#### Reading passage
“When God created the sun, the earth, the mountains and the water and put them in place, he took a little piece of each to make a paradise and thus Provence was born.”
Maussane Les Alpilles
We always said on this trip that if we found somewhere we really liked, we would stay for a while…and we finally found that somewhere in the form of Maussane Les Alpilles in Provence. It is not a big, touristy place that everyone will have heard of, but it was exactly what we were looking for. Maybe it was timing, since we had spent all summer moving around and were ready to stay put for a while. Maybe it was the weather, since the boiling hot temperatures had eased off making it a lot more comfortable. Maybe it was just the fact that the peak season had ended and everywhere was a lot quieter. Or maybe it was the location of the campsite, five minutes walk away from the main town square. Whatever the reason, and probably it was a combination of all of these factors, as soon as we walked into this lovely town we all knew this was the place!
Maussane Les Alpilles is only small, but it is big enough to have a few shops and restaurants and a bit of life to it. So many small towns we have come through have really been nothing more than a collection of houses and a boulangerie*, or have been too big and spread out so that they had no clear heart. Maussane was different.
(*So passionate are the French about their fresh bread that in villages where there is no boulangerie, we have even seen vending machines containing baguettes! Imagine that – you pull up alongside, pop your Euro in and take out your baguette! Fantastic!)
The town is strung out along one main street, with the town square and ancient church in the centre. Here you will find a collection of the stately and ubiquitous plane trees that seem to border virtually every street and fill every square around here, giving wonderful shade wherever you go. Under these are the giant parasols and canopies of a handful of restaurants and an enormous decorative fountain. This is the heart of Maussane, where locals and tourists alike stop for lunch or coffee and to relax in its tranquil atmosphere.

#### Dataset extract
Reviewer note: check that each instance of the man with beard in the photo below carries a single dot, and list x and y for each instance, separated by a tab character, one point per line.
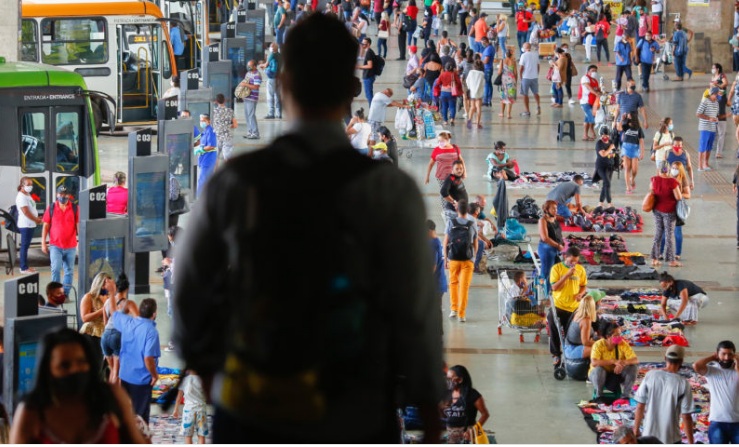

#### Exercises
1/ In the Maussane passage, rewrite the paragraph beginning "The town is strung out" as a short bulleted list that keeps its main facts.
2/ Carry on the passage about Maussane Les Alpilles, writing a further paragraph that picks up after its final sentence.

#### The answers
1/
- The town stretches along one main street, with the town square and an ancient church at its center.
- Plane trees, common on streets and squares throughout the area, shade the square.
- Beneath them are the parasols and canopies of several restaurants and a large decorative fountain.
- Locals and tourists stop in this central spot for lunch or coffee and to relax in its calm atmosphere.

2/
What we loved about being in Maussane was that the small municipal campsite on which we stayed is so close to the centre of the town. The campsite office doubles up as the tourist information centre and the shops, restaurants and town square are less than five minutes’ walk away. This is incredibly rare – usually the campsite is on the very outskirts of town, a considerable walk (or even a drive) away from the shops and restaurants.
The Rhythm of Town Life
All this meant that we were able to get into the rhythm of town life and Maussane really felt like it became our home for a while. Every day started with the church bells signalling that it was 7am. We all loved hearing the gentle sound of the bells punctuating our days and I even stopped wearing my watch for a while as I had no need for it. Hearing the bells is one of the things we missed when we finally moved on.
Thursday was market day, when Place Henri Giraud was buzzing with life; full of colour, conversation and delicious local foods. We would walk up there in the morning to get a freshly roasted chicken and potatoes for lunch, along with some fruit, vegetables, bread and maybe some delicious fresh goat’s cheese, local cured meat or sweet treats. Everywhere here you could buy a kind of goat’s cheese that I haven’t seen before – it has no rind and is just formed into a small mound, so fresh and soft that it almost squeaked when you ate it and with a delicate flavour and creamy texture: heavenly!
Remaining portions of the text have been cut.